--- Start of TEXT TO READ ---
The Institute of Cultural History was founded in 2005 as a successor to the Institute of Biography and Bibliography, which in 1999 succeeded the Section for Biography, Bibliography and Documentation of the Institute of Slovenian Literature and Literary Studies.

Mission

In addition to conducting systematic research on prominent Slovenes whose biographies are being prepared for an extended and revised edition of the Slovenian Biographical Lexicon (SBL II), the researchers at the Institute of Cultural History primarily deal with:

  • studying life stories of important personalities whose work had a major impact on the life in Slovenia and abroad,
  • biographies of individual social groups and their cultures and subcultures, and
  • selected social situations and practices (changes in gender relations, (re-)creation of the memory of the First World War, the impact of technological changes on society and culture, etc.).

Given that the term cultural history signifies equal treatment of all cultures, we draw on both Western and Eastern European historiographical tradition of historical thought. In addition, we have a particularly great interest in the past receptions of Eastern and Southeastern Europe in Slovenian milieu.

The research incorporates an interdisciplinary approach or, rather, a cross-section of various humanistic and sociological methodologies. In their work, the researchers at the Institute of Cultural History draw on materials of Slovenian as well as foreign, public and private archival sources.

The set of themes and research orientations listed above may be placed within the framework of various specialised historiographical disciplines (oral history, history of everyday life, history of family, history of childhood, history of ideas, and history of technology). On the other hand, these are inter-related within the new cultural history, which also serves as the basis from which the researchers draw a majority of methodological approaches and theoretical starting points, as well as the ambition to integrate individual specialised research results into comprehensive syntheses. Within the framework of the latter, the researchers also rely on the tradition of new historiography as well as on the reflections of established representatives of traditional cultural history.
--- End of TEXT TO READ ---
--- Start of DATASET CONTENT ---
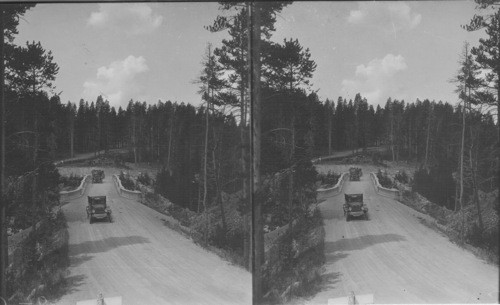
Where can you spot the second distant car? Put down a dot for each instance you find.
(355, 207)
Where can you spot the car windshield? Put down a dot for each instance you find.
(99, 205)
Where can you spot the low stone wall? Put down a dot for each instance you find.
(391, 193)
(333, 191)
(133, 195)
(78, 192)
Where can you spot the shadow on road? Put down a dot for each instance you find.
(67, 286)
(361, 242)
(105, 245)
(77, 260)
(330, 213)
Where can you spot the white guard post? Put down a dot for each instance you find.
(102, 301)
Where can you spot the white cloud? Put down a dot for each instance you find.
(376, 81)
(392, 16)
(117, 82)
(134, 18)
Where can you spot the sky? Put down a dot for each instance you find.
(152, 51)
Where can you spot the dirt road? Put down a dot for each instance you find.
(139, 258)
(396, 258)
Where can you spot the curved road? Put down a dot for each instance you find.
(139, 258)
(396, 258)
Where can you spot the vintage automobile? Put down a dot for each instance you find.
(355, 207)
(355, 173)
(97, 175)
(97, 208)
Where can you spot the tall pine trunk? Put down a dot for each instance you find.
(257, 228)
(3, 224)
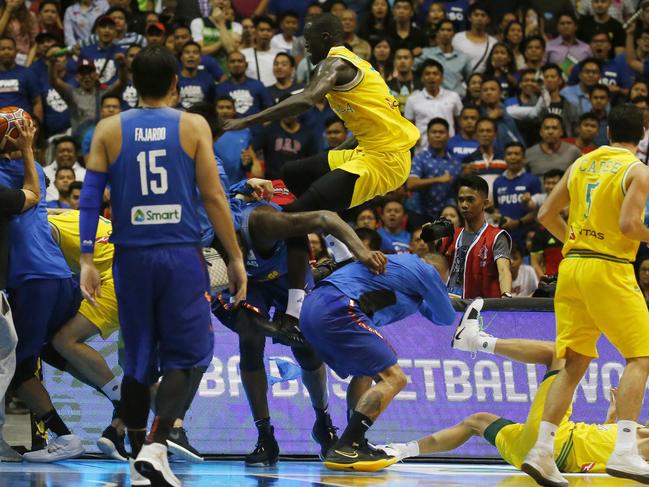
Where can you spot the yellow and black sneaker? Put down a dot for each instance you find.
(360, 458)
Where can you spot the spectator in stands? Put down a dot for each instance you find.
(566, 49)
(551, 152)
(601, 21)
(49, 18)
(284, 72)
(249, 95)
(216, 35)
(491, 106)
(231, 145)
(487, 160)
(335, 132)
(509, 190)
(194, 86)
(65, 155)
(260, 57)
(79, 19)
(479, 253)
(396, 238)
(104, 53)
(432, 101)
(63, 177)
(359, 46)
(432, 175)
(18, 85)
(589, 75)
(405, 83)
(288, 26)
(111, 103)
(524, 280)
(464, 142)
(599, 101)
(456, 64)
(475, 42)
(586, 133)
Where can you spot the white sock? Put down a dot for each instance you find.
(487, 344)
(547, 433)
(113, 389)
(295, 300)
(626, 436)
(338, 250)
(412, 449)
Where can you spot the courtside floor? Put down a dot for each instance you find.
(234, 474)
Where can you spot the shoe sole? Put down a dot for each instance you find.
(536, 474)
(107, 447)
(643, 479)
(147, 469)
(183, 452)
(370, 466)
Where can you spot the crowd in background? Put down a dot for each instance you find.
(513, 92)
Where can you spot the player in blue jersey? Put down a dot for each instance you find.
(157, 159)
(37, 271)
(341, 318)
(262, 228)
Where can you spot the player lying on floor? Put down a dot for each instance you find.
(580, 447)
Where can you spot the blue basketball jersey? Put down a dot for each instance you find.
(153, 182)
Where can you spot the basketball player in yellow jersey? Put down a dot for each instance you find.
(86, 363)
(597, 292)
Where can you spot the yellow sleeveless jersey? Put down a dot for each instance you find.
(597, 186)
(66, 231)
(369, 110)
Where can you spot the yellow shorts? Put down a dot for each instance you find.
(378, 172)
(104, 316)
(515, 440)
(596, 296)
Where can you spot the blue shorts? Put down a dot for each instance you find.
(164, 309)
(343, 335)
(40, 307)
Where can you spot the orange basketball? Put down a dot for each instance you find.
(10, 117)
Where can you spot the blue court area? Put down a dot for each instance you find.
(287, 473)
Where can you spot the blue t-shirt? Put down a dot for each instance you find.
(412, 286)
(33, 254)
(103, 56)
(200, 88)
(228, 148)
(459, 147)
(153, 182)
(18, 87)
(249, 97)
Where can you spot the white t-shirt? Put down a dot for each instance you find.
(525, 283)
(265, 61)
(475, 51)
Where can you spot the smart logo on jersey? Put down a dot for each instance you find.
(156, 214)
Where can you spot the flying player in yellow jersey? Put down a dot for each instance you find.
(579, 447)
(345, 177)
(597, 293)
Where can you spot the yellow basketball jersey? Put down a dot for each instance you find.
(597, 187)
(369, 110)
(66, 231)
--- End of DATASET CONTENT ---
--- Start of DATASET CONTENT ---
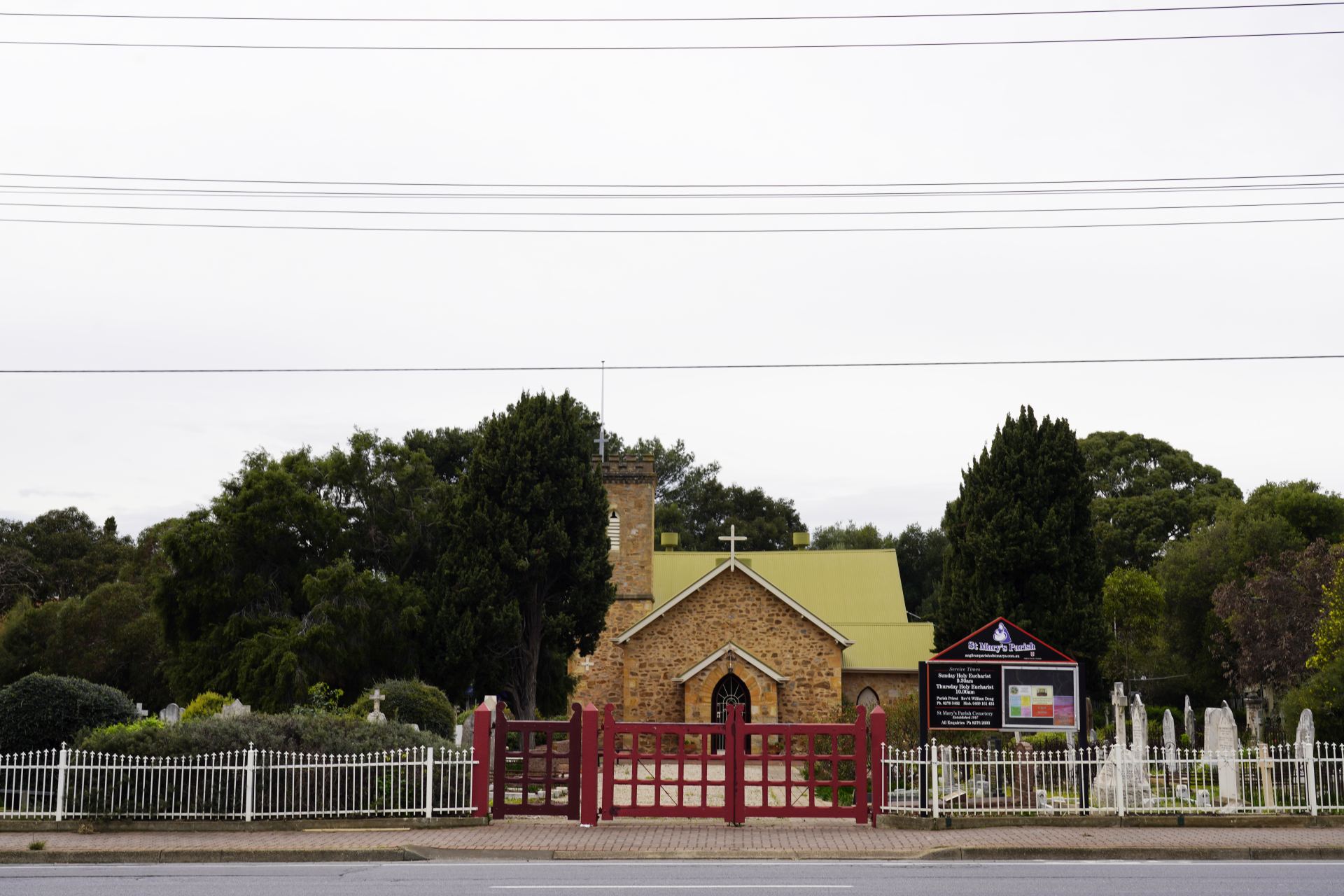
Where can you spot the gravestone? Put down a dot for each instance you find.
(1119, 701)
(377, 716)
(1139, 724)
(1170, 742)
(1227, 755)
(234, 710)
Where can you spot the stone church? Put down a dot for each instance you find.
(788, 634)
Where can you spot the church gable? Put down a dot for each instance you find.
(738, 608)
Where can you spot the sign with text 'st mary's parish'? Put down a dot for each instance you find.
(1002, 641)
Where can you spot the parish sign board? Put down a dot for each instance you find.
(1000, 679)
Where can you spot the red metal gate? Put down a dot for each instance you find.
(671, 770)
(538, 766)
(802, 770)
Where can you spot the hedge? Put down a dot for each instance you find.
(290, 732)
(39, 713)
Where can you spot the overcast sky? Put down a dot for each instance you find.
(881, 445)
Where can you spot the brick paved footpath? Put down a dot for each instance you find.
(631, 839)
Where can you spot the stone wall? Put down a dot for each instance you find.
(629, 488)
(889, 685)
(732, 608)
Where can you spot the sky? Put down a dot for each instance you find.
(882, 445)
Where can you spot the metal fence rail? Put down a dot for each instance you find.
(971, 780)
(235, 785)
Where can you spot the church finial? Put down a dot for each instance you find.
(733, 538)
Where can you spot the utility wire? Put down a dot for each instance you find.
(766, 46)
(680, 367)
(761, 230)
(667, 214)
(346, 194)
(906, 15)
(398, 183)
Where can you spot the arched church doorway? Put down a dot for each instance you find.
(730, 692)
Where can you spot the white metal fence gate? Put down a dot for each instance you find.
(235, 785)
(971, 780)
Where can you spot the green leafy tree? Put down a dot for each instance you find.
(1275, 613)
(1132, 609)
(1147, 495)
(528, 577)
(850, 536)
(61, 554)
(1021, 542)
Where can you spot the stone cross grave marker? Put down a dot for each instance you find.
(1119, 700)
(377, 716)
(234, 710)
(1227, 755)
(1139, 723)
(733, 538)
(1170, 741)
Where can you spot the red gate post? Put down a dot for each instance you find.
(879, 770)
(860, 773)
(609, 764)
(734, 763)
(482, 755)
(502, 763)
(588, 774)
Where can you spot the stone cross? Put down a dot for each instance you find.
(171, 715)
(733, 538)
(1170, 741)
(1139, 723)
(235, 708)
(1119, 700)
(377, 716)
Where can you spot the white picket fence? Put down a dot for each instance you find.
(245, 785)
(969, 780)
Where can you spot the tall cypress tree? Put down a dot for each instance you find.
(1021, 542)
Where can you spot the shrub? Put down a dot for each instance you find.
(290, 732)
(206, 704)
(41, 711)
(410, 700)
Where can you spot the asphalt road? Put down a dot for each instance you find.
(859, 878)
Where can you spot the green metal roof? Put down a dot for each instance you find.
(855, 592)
--- End of DATASET CONTENT ---
--- Start of DATASET CONTENT ---
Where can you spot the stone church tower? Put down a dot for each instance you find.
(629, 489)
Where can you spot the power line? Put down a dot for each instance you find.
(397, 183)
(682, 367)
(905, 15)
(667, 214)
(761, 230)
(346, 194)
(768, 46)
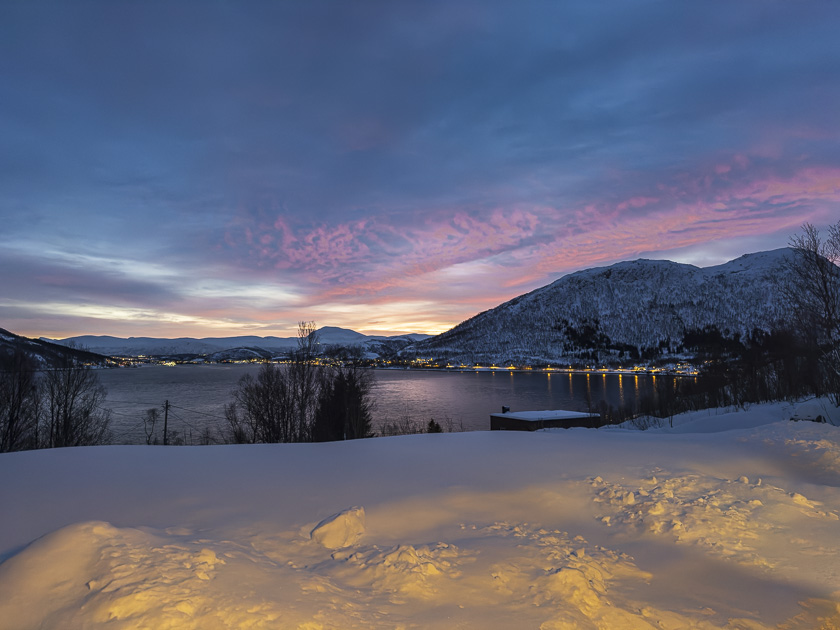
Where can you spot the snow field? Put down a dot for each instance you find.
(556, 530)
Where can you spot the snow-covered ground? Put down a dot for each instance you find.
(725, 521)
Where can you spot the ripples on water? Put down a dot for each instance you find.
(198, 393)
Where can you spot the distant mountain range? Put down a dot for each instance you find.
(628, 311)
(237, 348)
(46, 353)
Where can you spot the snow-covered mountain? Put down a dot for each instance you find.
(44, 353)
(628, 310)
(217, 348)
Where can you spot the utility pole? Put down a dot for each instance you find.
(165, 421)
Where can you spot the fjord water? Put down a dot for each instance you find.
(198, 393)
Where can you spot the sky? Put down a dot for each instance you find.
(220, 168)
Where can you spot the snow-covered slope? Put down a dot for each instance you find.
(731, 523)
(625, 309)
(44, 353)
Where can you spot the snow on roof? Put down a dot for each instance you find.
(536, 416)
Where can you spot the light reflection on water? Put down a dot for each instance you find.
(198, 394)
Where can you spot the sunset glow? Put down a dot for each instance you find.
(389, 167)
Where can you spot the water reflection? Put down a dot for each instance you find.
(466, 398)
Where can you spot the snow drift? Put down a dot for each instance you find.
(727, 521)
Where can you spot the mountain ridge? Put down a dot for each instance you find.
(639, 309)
--- End of DATASET CONTENT ---
PROBLEMS TO WORK ON:
1 > According to the text on the Institute of Cultural History, which institute did it succeed when it was founded in 2005?
2 > Write out the part of the text on the Institute of Cultural History starting at "Given that the" and ending at "in Slovenian milieu.".

ANSWERS FOR THE EXERCISE:
1 > The Institute of Biography and Bibliography

2 >
Given that the term cultural history signifies equal treatment of all cultures, we draw on both Western and Eastern European historiographical tradition of historical thought. In addition, we have a particularly great interest in the past receptions of Eastern and Southeastern Europe in Slovenian milieu.